Input data below:

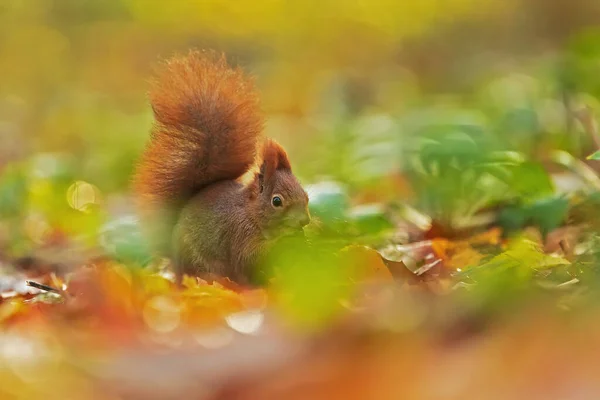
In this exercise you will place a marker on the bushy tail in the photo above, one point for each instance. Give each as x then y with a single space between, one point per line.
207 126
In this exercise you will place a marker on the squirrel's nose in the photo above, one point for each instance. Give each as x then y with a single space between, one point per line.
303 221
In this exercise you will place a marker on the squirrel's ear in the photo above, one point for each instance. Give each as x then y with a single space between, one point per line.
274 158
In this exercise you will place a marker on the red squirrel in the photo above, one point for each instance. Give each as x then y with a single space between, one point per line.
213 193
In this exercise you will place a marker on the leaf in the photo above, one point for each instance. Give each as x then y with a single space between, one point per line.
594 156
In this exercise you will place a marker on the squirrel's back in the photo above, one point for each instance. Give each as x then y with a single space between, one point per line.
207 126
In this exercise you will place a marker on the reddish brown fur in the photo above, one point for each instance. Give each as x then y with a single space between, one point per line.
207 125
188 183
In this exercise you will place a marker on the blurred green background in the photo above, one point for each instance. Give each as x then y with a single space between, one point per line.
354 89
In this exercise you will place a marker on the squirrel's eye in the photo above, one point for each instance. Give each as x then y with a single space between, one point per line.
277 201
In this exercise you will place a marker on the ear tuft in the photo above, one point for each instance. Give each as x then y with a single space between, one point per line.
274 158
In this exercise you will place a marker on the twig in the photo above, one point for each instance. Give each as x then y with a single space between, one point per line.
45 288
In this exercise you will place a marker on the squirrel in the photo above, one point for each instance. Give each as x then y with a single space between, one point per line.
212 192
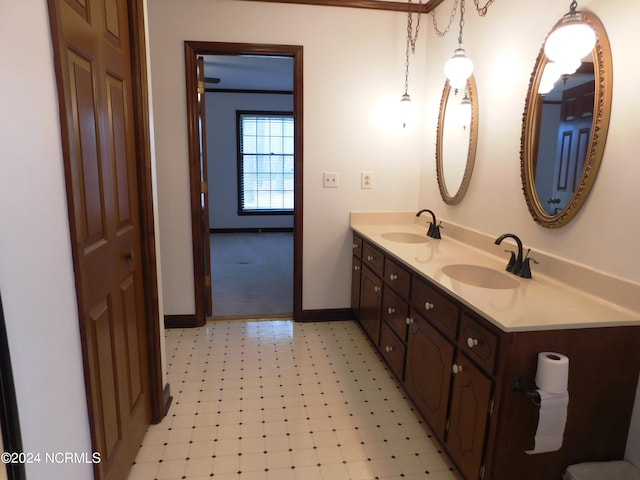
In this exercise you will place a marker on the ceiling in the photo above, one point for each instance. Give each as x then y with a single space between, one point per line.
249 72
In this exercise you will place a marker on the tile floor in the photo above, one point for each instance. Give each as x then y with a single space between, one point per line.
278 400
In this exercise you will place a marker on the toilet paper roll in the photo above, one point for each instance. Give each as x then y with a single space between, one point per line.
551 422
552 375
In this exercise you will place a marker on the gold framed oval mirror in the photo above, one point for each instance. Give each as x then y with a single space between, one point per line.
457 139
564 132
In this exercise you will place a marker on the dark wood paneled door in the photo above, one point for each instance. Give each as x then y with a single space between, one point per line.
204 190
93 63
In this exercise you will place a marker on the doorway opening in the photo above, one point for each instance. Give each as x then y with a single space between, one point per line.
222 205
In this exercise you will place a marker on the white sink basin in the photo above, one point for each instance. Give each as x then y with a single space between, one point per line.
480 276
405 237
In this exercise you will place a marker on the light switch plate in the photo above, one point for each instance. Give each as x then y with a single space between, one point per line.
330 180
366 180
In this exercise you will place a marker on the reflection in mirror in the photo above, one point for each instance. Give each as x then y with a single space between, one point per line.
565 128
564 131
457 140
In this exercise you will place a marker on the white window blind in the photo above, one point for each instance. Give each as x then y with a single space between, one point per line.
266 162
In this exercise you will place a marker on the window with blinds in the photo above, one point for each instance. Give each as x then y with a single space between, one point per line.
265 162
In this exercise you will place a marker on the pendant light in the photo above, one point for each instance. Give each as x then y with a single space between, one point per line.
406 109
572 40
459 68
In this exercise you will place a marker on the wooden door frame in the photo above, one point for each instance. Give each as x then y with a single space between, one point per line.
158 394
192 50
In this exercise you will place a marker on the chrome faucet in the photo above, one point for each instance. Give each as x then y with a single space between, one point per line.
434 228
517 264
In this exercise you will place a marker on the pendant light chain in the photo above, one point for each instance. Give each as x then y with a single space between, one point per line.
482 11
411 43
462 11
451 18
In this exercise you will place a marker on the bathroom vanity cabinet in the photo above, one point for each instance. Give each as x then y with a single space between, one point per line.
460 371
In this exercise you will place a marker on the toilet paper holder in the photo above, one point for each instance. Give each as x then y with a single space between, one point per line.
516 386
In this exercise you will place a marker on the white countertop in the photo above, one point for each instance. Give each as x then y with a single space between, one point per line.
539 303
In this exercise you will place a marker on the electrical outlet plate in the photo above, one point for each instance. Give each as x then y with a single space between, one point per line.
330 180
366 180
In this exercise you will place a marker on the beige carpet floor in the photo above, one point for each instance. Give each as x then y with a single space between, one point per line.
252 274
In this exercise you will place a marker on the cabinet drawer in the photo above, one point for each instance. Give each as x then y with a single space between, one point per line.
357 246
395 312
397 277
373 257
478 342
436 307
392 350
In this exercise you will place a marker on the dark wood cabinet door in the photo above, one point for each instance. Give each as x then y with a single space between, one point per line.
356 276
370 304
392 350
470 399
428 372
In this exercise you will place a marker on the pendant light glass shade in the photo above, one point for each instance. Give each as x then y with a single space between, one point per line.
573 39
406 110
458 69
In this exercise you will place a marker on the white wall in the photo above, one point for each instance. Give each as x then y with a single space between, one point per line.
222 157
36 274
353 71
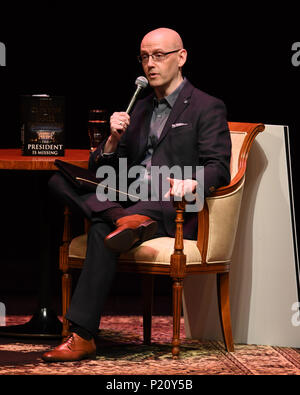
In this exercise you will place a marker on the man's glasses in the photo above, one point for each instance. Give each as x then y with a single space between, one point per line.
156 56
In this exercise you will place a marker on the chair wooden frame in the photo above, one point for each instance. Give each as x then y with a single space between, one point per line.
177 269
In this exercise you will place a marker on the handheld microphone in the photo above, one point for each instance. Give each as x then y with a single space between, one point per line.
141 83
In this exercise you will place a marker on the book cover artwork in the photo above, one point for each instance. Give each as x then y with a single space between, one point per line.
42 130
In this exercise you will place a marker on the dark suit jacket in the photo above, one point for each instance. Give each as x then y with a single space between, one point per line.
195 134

End of Input data.

→ Problem details: Leave out the pictures and reproduce the rest of the listing exactly.

→ Result of this task:
In this exercise you will place a marker on the bushy tail in the photo above, one point for each instance. Give each as x then y with a single space between, one point per line.
207 126
In this exercise you will place a marker on the squirrel's nose in the photo above, one point for each instance. Give each as x then y with a single space between, one point per line.
303 221
In this exercise you will place a marker on the squirrel's ear in the photo above, one point for each instance. Give each as x then y with a single space between, one point per line.
274 158
In this exercise you will place a marker on the red squirrel in the photo above, one point for each instance. Give each as x then y with a single space between, one point per line.
213 193
In this exercise you will place a marker on the leaf in the photo above, one point for each instance. Give each as x then y with a single space between, one point per line.
594 156
In this exercise you will place a marker on the squirrel's back in the photo above, one point for each instance. Give each as x then y with a single space between, one point per line.
207 126
In this exercise you will place a marker on the reddish brown fur in the photo above, one point for each instance. Give each as x then y with a single space between, one point per line.
207 125
188 183
In this exercise you will place a marker on the blurred green background in the photo above, one point for each instance. Give each as x then y with a single space between, one point per line.
354 89
In this exercise you will place a marker on the squirrel's eye in the photo above, one point for each instance. Give each as x then y with a single space between, one point per line.
277 201
In this exercise you will place a marker on the ear tuft in the photo above, one point for each instance. Give each as x then y with a single space between, one point per line.
274 158
In this exercise you will place a marker on the twig in the photo above, one point for each instance. Give each as x then y with a single space between, one point per line.
45 288
In this exercise you will place a marker on the squirrel in the photo above, one point for each instance. Give each as x then y with a single space between, one point per line.
212 192
In this exercise you will place a marker on the ceiling in the photo above, one point for each instance. Give each as x then y with a single space between, one point per line.
249 72
In this exercise you will place a marker on the tile floor in the photo above, one point for each instance. Give each as x then y with a single space between, one point per line.
278 400
In this exercise you will place a marker on the toilet paper roll in the photo above, one point for each instance. Give each as x then y with a single space between, one point per line.
551 422
552 375
In this exercise you will place a marker on the gold framed oval mirror in the photo above, one point for each instance. Give each as x then y with a single space between, one point per line.
457 139
564 132
In this exercise you will place a marker on the dark wood paneled door in the photo above, one point for each instance. Give each as x then y with a single space between, one point per line.
204 190
93 63
In this exercise you will place a marker on the doorway opening in the photo above, one point for each instance. Give each as x then y with a single space between, one point per line.
222 205
In this exercise you will place a marker on the white sink basin in the photo above, one point for each instance. Give each as x then y with a single space between, one point per line.
480 276
405 237
In this exercise you will place a marker on the light switch plate in the photo above, one point for each instance. Give each as x then y with a single space between, one point per line.
330 180
366 180
In this exercise you will place a marker on the reflection in mirror in the photo above, one point for each instance. Give each as x then y with a single space between, one point per line.
565 128
564 131
457 140
In this exercise you will place a marker on the white window blind in the photo above, one point for each instance. Give each as x then y with a single space between, one point per line.
266 162
In this exercise you will place a marker on the window with blinds in the photo above, one point for each instance. Give each as x then y with a single space between, one point per line.
265 162
In this exercise you will place a marker on the pendant light in the photo above, one point for each instance. Give each as x then y with a single space between, one point per line.
406 109
572 40
459 68
In this exercise you will place a marker on the wooden door frame in the photo above, one point for each instance. Give each as x then y with a single space between, one point per line.
158 394
192 50
In this exercise you will place a marker on the chrome faucet in the photo above, one point for each instance. Give each as x then y with a single space between, one point per line.
434 228
517 264
In this exercise you will place a marker on the pendant light chain in the photo above, one point for each instance. Give each as x then y with a single space between, one point per line.
482 11
411 43
462 11
451 18
In this exercise you will place a marker on the bathroom vanity cabinet in the photo above, one point for each instance. Give each as x then y with a single space between, one point per line.
460 371
In this exercise you will place a marker on the toilet paper holder in the photo above, one point for each instance. Give each as x then y with a single space between, one point per line.
516 386
In this exercise you will place a marker on the white countertop in the photo above, one point for each instance. Give each as x then y with a single space between, one point per line.
539 303
In this exercise you will place a marker on the electrical outlet plate in the photo above, one point for each instance. Give each as x then y with a single space between, one point per line.
330 180
366 180
In this exercise you will place a marker on the beige carpet floor in the photo above, one point for each instance. Give each as x then y with a single space between, one point per line.
252 274
In this exercise you will place a marker on the cabinet drawer in the photo above, one point for each instance. Give each as x then y with a single space between, one point per line.
357 246
395 312
397 277
373 257
478 342
436 307
392 350
In this exercise you will place a marker on the dark wood cabinet door in the photo above, one point for each instance. Give each as x then y with a single space between, one point per line.
356 276
370 304
392 350
470 399
428 372
In this exercise you will place a marker on the pendant light glass shade in the photo above, one point for each instance. Give each as x then y with a single space between, one point per line.
573 39
406 110
458 69
In this exercise you will place a marker on the white wall in the photo above, one point for each instance. Give each as x then y with a single space between, one point per line.
222 157
36 274
353 71
In this exercise you will place a marker on the man's glasses in the photo above, one point for each instance. Give each as x then y with a single space between, one point per line.
156 56
In this exercise you will place a marker on the chair wooden frame in the photo above, one point for each instance. Give each as x then y with a single space between, one point per line.
177 269
In this exercise you will place a marker on the handheld microphone in the photo above, one point for each instance. Give each as x then y with a single space between, one point per line.
141 83
In this exercise you will place a marker on the book cover artwork in the photo above, one point for each instance. Give each as x then y with a single space between, one point per line.
42 130
In this exercise you will place a marker on the dark suit jacket in the photo above, one point for each instance. Give each as x then y with a single space between, one point per line.
195 134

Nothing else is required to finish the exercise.